▶ _EXERCISE OBJECTIVE_: Could you return the whole listing exactly?

▶ _DATA FOR THE TASK_:
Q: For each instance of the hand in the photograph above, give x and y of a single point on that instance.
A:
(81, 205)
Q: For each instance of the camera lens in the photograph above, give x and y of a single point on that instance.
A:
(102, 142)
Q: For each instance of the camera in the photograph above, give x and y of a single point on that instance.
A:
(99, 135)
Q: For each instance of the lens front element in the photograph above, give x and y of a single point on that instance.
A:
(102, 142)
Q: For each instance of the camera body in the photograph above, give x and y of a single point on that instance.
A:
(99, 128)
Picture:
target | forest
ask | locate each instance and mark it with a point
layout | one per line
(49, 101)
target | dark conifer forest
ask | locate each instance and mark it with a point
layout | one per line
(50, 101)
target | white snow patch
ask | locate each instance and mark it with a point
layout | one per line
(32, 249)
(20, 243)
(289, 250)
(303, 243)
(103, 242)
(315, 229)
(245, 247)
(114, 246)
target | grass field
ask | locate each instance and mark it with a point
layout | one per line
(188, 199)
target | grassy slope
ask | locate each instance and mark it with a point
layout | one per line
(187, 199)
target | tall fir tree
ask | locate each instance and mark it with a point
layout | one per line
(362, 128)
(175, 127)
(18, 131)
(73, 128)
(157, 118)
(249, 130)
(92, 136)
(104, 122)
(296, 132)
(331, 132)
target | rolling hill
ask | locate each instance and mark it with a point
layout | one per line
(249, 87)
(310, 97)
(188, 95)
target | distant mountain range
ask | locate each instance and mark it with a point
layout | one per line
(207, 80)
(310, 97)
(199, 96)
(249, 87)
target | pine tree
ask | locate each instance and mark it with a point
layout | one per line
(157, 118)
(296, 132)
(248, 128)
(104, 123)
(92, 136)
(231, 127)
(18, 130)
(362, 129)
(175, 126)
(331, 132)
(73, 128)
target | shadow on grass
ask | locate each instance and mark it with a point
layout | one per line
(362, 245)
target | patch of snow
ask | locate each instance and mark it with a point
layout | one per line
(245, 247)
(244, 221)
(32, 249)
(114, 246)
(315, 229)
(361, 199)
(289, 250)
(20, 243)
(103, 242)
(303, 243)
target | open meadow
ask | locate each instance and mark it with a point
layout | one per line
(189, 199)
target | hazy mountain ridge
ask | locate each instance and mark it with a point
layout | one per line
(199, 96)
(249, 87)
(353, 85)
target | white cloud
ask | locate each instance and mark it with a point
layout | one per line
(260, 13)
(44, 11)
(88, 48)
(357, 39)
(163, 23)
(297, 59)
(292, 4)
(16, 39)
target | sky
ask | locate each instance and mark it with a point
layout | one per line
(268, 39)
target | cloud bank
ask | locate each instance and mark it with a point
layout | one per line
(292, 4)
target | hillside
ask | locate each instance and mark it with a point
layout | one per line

▶ _OUTPUT OF THE EXERCISE_:
Q: For each instance of the hand in the photograph above, give x and y of a single point on that instance.
A:
(81, 205)
Q: For each instance of the camera lens in the photograph above, give x and y of a single point on that instance.
A:
(102, 142)
Q: For each instance of the camera in the photograph above, give x and y of a single point on that instance.
A:
(99, 135)
Q: For each instance of the lens front element in the photograph above, give x and y of a single point on that instance.
A:
(102, 142)
Q: For each instance of the camera body in the photograph above, give x and y of a single point on that instance.
A:
(99, 128)
Picture:
target | forest
ask | locate each instance and mark it with a point
layout | one per line
(49, 101)
target | dark conifer forest
ask | locate each instance and mark it with a point
layout | one per line
(50, 101)
target | white snow patch
ask | locate each instance and mark it with a point
layout | one per line
(32, 249)
(20, 243)
(289, 250)
(303, 243)
(103, 242)
(315, 229)
(245, 247)
(114, 246)
target | grass field
ask | locate each instance and mark it with a point
layout | one per line
(188, 199)
target | grassy slope
ask | locate each instance and mark it with a point
layout | one per line
(187, 199)
target | tall fir tree
ask | locate each instance and mark it with a point
layout | one per line
(362, 128)
(175, 127)
(18, 131)
(73, 128)
(157, 118)
(249, 130)
(92, 136)
(104, 122)
(296, 132)
(331, 132)
target | rolling hill
ask | locate each instance and mark it with a point
layout | one per line
(249, 87)
(310, 97)
(188, 95)
target | distant mountain range
ask | locate each instance and mark it with a point
layout | one per line
(207, 80)
(310, 97)
(199, 96)
(249, 87)
target | pine tree
ask | locate each instance and mark it with a point
layout | one per line
(157, 118)
(296, 132)
(248, 128)
(104, 123)
(92, 136)
(231, 127)
(18, 130)
(362, 129)
(175, 126)
(331, 132)
(73, 128)
target | shadow on grass
ask | locate each instance and mark it with a point
layout | one per line
(362, 245)
target | patch of snow
ask | locate each instance and mark it with a point
layout | one per line
(245, 247)
(244, 221)
(32, 249)
(114, 246)
(315, 229)
(361, 199)
(289, 250)
(20, 243)
(103, 242)
(303, 243)
target | open meadow
ask | locate each instance and mark it with a point
layout | one per line
(189, 199)
target | hazy mountain ridge
ask | locate each instance and mark it with a point
layout | one per line
(199, 96)
(249, 87)
(353, 85)
target | white cloud
ask | locate each instance and mark it with a point
layout | one per line
(260, 13)
(44, 11)
(88, 48)
(357, 39)
(163, 23)
(297, 59)
(292, 4)
(16, 39)
target | sky
ask | locate each instance and mark it with a point
layout | one per line
(268, 39)
target | cloud bank
ask | locate each instance and mark it with a point
layout | one per line
(292, 4)
target | hillside
ask | locate each instance and mark it with a point
layout | one per line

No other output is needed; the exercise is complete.